The HD “demyelination hypothesis” [6] suggests that earlier myelinated axons (e.g. in striatum), are those most susceptible to myelin breakdown, leading to an excitotoxic process, eventually leading to neuronal death. In the transient phase, an increased density of oligodendrocytes are involved in repairing the myelin damage. Oligodendroglia are the predominant storage of non-heme brain iron (mainly as ferric Fe3+ in ferritin). Oligodendrocytes-associated iron accumulates and likely adds to the neuronal excitotoxicity by promoting free radical toxicity (especially as ferrous Fe2+). Iron’s ability to change its oxidation state between ferrous (Fe2+) and ferric iron (Fe3) is critically important for maintaining the balance between iron intake and storage; the two forms have very different R2* relaxivities but similar influence on susceptibility. Expected effects [12,13] of iron content or form changes, as well as changes in myelin and water content on the two quantitative parameters measured here and their correlations are depicted schematically in Table 2. Fig. 3 shows histograms and correlations (Spearman’s rho listed) of QSM and R2* in healthy controls (left-hand side) versus HD subjects (right-hand side) in pallidum (top row) and enthorhinal cortex (bottom), with suggested interpretations. In conclusion, qMRI is a valuable tool for studying pathological changes of myelin and iron in HD, as demonstrated here using two high-SNR parameters (obtained by averaging maps from 3 GRE scans) sensitive to both aspects, and their correlations.

Acknowledgements

We thank Mr. Ricardo Loucao, M.Sc., for help with implementing the data processing pipeline and valuable discussions.

References

[1] Fazio et al. 2018 review https://doi.org/10.1007/s11910-018-0890-y.

[2] Björkvist et al. 2008, doi: 10.1084/jem.20080178.

[3] Yuan et al. 2021, doi: 10.3389/fnins.2021.689938

[4] Tai et al. 2007; doi: 10.1093/brain/awm044

[5] Rosas et al. 2012 doi: 10.1001/archneurol.2011.2945

[6] Bartzokis et al. 2007 https://doi.org/10.1007/s11064-007-9352-7 and refs within

[7] http://surfer.nmr.mgh.harvard.edu/fswiki/recon-all

[8] Liu et al. 2018 doi: 10.1002/mrm.26946

[9] Zhang et al. 2019 doi: 10.1016/j.mri.2019.04.003

[10] Pei et al 2014 https://doi.org/10.1002/mrm.25137

[11] SPSS v19.0, Chicago, Illinois, USA.
-----
* _EXERCISE PROMPT_
Continue the passage on myelin and iron imaging in HD from the point where it stops.

* _DATA SHOWN_
-----
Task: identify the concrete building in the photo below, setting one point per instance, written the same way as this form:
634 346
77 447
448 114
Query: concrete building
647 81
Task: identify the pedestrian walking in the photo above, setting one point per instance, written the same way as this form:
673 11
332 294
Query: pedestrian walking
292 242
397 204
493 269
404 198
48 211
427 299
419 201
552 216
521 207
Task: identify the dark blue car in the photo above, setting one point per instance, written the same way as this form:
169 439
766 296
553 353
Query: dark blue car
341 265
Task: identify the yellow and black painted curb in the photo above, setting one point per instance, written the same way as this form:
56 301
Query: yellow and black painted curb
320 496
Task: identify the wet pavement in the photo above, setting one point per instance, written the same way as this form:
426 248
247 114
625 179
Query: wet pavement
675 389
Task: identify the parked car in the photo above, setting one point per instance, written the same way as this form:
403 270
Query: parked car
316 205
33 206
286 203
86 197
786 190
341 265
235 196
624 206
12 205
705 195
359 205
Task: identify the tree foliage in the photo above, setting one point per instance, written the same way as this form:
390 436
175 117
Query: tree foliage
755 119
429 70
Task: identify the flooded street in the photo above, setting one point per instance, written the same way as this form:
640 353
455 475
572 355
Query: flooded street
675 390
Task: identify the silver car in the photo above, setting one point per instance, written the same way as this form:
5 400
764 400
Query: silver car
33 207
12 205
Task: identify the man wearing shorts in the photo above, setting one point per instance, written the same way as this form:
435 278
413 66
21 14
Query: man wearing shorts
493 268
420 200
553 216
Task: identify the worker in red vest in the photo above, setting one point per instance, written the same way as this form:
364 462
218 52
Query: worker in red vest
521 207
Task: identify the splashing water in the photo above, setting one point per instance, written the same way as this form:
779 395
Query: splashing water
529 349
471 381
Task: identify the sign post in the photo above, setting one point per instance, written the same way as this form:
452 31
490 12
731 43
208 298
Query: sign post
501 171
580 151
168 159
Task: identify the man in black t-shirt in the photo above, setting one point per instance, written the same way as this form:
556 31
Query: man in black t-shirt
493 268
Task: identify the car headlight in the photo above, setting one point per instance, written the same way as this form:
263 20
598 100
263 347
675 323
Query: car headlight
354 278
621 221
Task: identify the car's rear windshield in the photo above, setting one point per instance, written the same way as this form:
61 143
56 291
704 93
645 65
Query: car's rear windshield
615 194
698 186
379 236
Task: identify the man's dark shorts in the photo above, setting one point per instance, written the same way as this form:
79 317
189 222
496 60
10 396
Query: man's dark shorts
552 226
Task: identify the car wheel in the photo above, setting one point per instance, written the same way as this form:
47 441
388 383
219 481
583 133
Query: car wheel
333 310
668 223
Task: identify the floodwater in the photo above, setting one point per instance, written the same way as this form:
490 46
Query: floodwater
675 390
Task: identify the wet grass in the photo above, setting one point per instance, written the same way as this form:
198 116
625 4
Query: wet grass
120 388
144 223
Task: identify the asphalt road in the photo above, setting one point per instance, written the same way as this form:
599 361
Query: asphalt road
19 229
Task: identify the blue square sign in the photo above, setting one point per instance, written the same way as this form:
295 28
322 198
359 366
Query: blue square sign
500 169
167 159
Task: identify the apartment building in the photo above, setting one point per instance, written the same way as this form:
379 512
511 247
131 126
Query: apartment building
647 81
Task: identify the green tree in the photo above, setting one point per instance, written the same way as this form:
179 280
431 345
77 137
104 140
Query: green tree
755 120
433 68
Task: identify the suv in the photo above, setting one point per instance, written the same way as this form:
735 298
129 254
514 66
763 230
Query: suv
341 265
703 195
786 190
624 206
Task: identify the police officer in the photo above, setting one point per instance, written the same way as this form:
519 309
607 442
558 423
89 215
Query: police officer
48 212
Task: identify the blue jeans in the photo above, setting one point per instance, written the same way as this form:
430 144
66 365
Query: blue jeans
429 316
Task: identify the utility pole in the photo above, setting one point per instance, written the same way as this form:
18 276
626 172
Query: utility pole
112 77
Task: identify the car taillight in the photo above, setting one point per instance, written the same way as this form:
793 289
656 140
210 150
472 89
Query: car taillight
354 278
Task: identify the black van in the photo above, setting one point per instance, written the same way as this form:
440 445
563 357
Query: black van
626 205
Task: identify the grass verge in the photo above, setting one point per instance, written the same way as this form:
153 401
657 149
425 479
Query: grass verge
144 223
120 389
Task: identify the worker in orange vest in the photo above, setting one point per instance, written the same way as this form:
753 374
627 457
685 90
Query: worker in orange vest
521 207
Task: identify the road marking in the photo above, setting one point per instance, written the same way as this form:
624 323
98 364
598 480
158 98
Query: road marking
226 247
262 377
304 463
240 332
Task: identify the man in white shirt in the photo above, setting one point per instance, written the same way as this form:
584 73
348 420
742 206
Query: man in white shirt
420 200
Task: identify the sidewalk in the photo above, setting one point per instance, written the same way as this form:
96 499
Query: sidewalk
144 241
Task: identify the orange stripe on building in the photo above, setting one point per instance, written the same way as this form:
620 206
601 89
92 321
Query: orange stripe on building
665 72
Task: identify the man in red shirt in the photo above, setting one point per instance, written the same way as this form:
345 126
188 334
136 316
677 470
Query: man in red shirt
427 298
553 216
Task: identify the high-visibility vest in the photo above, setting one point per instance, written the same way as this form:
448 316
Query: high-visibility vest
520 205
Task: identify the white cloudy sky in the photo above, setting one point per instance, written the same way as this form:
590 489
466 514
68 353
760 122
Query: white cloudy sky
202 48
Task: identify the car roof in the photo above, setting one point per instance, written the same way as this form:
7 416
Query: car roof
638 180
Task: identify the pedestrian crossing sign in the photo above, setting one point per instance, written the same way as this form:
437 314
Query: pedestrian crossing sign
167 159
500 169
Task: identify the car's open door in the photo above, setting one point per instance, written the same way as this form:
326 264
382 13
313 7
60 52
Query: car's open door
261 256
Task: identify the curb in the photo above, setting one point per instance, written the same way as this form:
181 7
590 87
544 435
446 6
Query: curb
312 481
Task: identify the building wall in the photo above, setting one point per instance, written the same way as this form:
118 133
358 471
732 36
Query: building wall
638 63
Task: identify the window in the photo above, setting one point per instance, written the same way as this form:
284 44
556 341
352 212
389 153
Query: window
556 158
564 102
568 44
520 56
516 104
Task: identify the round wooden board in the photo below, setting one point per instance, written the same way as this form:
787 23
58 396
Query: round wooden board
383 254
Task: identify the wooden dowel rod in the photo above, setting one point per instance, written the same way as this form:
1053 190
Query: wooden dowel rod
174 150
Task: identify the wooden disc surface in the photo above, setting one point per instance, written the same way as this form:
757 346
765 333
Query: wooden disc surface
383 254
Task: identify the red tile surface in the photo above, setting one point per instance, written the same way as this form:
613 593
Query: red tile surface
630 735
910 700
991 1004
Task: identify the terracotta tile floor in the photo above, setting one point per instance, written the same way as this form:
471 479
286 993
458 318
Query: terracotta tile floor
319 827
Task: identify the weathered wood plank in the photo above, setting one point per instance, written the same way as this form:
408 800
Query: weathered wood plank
-----
* _EXERCISE ANSWER_
[12] Birkl et al. 2020 https://doi.org/10.1016/j.neuroimage.2020.117080

[13] Taege et al. 2019 doi: 10.1016/j.neuroimage.2018.11.011

Figures

Fig. 1 Bar plot representation of significant changes (p<0.05) measured in (a)(b) QSM; and (c)(d) R2* HD subjects versus healthy controls (mean ± SE). Subcortical regions are shown in (a) and (c), cortical regions in (b) and (d). For ROI denominations see Table 1.

Fig. 2: Bar plot representation of volumetric changes in HD subjects vs healthy controls (mean ± SE) (p<0.05)

Table 1. Mean brain regional magnetic susceptibility, relaxation rate and volume measure in HD subjects and healthy controls for each selected ROI. The regions which show CAG-correlated measures are highlighted in yellow.

Table 2. Increasing [Fe3+] in ferritin-containing regions leads to increase in QSM and R2*. Their (positive) correlation increases. If Fe3+ partly converts to Fe2+ QSM is not substantially influenced but R2* decreases (relaxivity of Fe2+ order of magnitude smaller). Their correlation decreases. In regions of diamagnetic susceptibility reflecting myelin influence, increasing myelin decreases QSM (more negative) and increases R2*. Negative correlation becomes stronger. Water content increase does not influence QSM but strongly decreases R2*. Correlation decreases.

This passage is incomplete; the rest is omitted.